Data excerpts ->

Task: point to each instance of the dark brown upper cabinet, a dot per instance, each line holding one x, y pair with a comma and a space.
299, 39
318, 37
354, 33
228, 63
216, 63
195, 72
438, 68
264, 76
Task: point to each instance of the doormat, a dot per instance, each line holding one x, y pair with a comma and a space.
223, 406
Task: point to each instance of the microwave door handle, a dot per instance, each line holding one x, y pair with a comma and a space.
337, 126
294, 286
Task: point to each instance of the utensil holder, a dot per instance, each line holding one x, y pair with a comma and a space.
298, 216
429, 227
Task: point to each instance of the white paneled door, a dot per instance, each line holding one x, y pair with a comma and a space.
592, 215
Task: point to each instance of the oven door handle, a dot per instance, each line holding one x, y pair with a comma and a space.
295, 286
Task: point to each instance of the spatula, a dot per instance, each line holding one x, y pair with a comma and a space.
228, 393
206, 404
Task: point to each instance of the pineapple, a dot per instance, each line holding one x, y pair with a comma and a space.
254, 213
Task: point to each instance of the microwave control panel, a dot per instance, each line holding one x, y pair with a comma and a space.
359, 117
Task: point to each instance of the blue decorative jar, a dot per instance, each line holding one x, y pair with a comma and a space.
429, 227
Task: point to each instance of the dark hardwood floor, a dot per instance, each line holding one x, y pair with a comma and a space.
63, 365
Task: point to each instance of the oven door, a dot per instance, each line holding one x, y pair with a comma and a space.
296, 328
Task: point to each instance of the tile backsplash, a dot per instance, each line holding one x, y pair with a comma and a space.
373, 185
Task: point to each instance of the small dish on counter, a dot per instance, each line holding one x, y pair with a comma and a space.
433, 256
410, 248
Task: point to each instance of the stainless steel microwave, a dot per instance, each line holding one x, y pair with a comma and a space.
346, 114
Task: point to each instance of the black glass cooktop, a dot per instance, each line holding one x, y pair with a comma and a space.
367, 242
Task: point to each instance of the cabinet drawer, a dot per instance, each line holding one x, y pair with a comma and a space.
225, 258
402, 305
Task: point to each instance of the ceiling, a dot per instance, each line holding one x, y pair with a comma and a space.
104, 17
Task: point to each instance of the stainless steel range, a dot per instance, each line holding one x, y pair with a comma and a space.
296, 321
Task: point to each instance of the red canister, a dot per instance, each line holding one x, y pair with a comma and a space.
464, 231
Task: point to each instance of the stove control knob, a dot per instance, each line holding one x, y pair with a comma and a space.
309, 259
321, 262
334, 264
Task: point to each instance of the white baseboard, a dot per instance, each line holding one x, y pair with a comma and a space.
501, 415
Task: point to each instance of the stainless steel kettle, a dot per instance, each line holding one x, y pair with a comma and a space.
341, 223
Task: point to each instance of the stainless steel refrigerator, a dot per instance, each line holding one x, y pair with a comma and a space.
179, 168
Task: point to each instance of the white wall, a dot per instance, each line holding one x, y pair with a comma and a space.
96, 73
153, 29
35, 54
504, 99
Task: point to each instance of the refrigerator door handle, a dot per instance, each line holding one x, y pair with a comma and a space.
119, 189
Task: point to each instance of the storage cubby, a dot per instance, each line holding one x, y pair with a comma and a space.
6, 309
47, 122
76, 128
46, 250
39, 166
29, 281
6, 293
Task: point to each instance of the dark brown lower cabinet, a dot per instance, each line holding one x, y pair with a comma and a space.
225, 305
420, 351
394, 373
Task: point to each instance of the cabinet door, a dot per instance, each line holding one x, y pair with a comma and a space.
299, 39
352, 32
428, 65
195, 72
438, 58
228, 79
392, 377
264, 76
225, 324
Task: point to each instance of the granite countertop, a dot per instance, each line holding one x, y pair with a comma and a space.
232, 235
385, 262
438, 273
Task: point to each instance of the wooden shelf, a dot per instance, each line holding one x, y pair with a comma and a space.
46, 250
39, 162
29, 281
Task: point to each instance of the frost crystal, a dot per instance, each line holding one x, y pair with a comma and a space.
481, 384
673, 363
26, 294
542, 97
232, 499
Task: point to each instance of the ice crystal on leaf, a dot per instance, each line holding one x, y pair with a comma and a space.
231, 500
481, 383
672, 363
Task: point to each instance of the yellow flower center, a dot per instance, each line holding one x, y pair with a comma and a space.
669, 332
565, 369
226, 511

The request -> Everything from the line with "Task: point to each instance of the cabinet door, a" through the last line of the material above should be echoed exactly, and nothing else.

Solution to this problem ->
Task: point to each instance of the cabinet door, a dot per instance, each line holding one x, y pair with a comma and a space.
299, 39
352, 32
428, 65
195, 72
438, 58
228, 79
392, 377
264, 76
225, 324
Task: point to each instance of the granite countertop, a dot per instance, each line holding one x, y pair with a comma and a space.
232, 235
385, 262
438, 273
Task: point to each instance of the wooden shelf, a dot per instance, each line holding one x, y pair with a comma and a space.
46, 250
39, 162
29, 281
Task: point to each instance of the frost crystal, a dot per instance, each line holding one x, y pair with a comma and a space.
481, 384
673, 363
26, 294
542, 97
232, 499
Task: point to each instance of the ice crystal on leaf, a dot per instance, each line holding one x, y pair with a comma and a space.
231, 500
481, 383
672, 363
Task: point to each instance of the yellow flower center, a dot per instance, each line holding one x, y pair with a comma and a space.
669, 332
565, 369
226, 511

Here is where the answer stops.